EXERCISE DATA:
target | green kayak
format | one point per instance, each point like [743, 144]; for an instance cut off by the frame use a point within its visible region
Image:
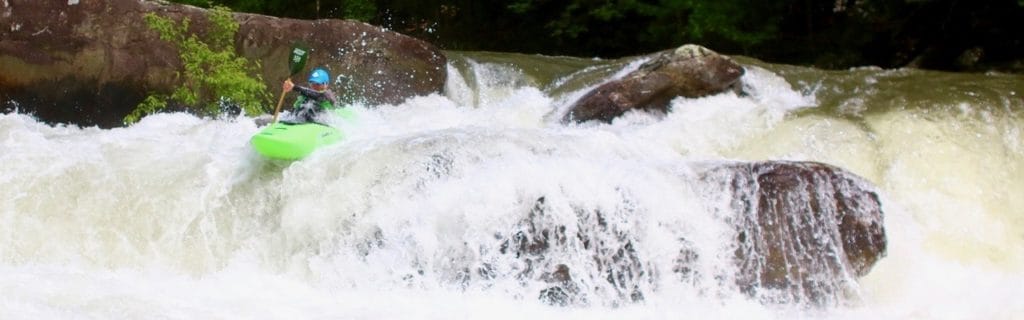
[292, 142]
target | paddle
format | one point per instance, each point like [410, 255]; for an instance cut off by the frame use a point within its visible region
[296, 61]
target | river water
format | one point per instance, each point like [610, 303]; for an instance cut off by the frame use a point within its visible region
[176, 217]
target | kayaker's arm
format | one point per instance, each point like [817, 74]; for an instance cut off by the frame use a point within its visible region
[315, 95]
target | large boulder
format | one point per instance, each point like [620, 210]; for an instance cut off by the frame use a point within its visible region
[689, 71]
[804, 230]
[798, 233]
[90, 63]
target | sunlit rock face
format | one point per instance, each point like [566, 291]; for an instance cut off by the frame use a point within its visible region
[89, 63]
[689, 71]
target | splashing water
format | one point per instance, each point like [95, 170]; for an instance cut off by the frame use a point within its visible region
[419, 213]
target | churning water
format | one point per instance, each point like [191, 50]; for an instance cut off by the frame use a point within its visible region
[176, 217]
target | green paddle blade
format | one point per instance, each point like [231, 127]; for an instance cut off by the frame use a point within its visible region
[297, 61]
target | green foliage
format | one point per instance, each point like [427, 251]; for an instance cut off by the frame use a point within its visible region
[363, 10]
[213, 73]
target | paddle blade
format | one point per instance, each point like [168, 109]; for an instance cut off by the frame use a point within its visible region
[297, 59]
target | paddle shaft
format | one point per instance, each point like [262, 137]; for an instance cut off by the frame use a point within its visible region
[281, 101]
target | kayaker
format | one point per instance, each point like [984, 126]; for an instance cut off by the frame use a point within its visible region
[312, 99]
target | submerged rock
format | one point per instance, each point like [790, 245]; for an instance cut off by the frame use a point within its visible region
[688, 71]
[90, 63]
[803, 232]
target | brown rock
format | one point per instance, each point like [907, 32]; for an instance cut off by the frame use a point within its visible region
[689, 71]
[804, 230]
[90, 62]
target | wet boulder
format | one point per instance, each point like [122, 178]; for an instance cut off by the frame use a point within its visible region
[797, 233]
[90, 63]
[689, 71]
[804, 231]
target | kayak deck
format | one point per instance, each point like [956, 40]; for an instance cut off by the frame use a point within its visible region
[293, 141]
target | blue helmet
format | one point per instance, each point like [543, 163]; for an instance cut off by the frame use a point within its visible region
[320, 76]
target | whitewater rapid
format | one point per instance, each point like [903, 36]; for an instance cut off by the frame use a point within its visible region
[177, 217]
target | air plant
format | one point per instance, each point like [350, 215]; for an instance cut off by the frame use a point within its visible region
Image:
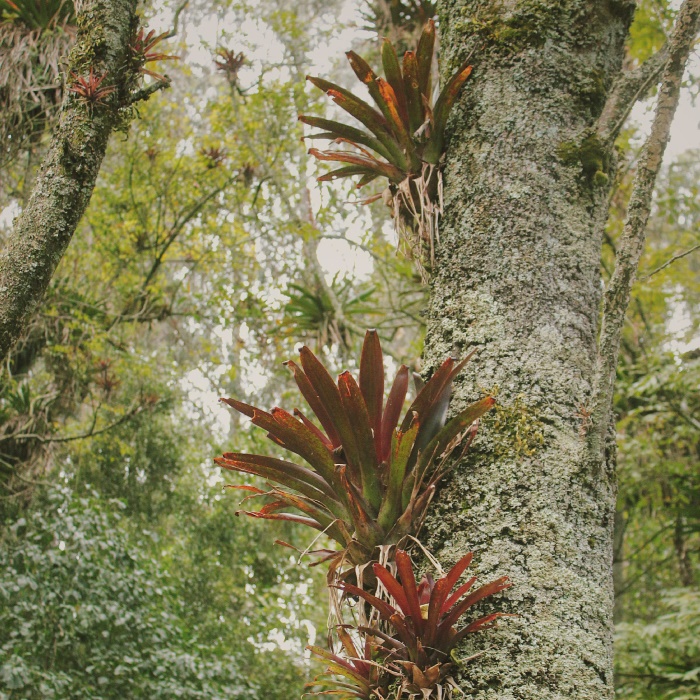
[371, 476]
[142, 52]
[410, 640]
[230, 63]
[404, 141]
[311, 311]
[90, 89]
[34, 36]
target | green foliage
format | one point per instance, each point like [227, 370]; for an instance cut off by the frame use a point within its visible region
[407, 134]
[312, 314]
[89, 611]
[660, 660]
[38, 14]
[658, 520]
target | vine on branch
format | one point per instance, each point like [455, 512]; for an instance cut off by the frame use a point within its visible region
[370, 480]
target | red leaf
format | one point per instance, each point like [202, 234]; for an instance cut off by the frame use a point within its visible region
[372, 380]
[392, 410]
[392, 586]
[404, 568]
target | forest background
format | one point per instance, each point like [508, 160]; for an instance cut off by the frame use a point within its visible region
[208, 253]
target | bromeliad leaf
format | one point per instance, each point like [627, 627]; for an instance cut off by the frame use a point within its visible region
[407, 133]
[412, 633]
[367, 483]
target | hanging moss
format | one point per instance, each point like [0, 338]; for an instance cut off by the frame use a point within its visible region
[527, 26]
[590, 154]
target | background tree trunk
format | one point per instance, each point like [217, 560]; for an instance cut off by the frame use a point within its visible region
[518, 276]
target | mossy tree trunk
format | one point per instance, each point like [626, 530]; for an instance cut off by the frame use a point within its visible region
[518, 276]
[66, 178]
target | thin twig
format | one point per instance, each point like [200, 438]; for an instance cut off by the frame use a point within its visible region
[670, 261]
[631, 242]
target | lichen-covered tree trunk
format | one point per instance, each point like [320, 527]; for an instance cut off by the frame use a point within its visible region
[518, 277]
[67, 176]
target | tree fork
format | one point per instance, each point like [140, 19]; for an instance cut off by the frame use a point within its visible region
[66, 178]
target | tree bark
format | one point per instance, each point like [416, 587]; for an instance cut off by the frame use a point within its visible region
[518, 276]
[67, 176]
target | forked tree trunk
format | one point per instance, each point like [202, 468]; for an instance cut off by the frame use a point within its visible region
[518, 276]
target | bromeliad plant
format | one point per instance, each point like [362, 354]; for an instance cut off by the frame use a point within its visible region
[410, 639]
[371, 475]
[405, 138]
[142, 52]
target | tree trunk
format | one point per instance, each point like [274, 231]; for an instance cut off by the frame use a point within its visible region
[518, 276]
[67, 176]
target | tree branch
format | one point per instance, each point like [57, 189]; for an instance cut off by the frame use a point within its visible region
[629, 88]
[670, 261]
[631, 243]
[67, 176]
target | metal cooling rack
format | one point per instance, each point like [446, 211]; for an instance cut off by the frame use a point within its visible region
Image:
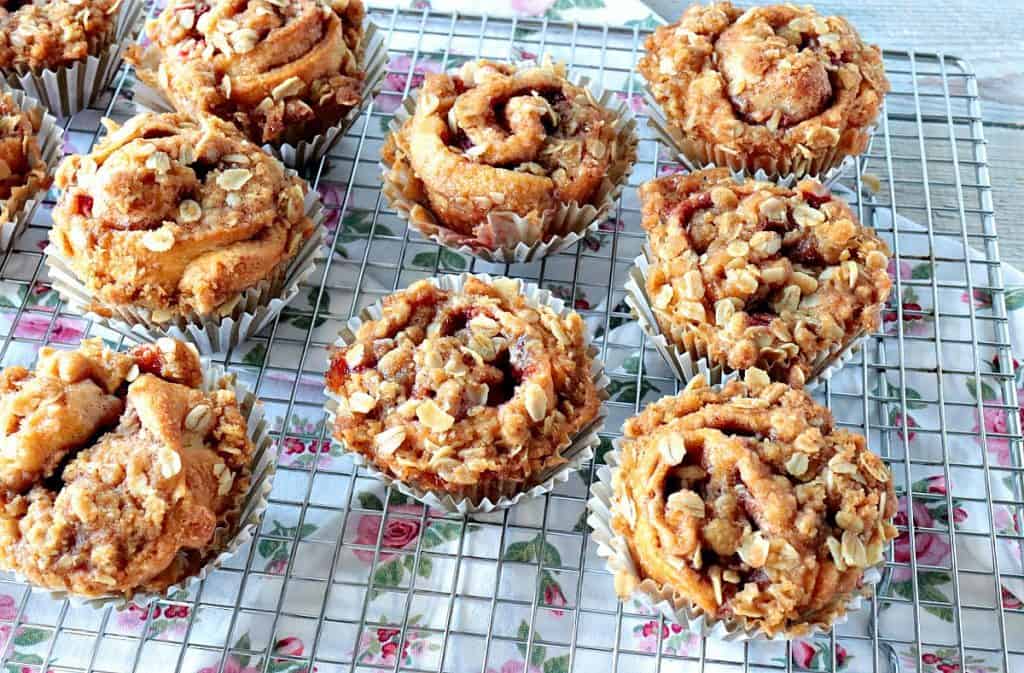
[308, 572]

---

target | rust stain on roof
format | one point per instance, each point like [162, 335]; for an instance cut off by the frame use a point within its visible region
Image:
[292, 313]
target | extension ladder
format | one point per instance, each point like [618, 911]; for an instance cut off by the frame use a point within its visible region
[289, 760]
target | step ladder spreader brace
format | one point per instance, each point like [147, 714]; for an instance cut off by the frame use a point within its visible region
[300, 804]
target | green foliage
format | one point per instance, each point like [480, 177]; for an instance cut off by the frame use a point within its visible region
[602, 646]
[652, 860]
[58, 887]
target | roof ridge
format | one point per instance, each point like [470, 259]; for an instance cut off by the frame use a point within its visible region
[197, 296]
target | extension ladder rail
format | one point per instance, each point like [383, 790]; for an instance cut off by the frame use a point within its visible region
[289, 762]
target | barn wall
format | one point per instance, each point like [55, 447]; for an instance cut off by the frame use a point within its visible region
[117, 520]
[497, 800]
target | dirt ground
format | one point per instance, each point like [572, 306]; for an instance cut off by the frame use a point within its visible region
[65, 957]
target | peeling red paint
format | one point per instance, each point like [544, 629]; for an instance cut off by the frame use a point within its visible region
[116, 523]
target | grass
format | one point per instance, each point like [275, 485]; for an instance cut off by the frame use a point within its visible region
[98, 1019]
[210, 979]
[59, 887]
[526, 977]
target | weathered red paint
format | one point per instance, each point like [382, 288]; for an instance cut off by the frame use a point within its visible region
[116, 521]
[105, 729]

ASSIGNED TASK: Leaving out all pictures, set down exactly the lines of the material above, from the line with "target | green kayak" to the line with "target | river water" inclusive, and no others.

TASK RESPONSE:
target | green kayak
format | one point per instance, each point like [743, 144]; for an instance cut off by the frame use a point within its visible region
Image:
[292, 142]
target | paddle
format | one point per instance, each point like [410, 255]; for an instance cut off by the frame use a point within its visible region
[296, 61]
target | river water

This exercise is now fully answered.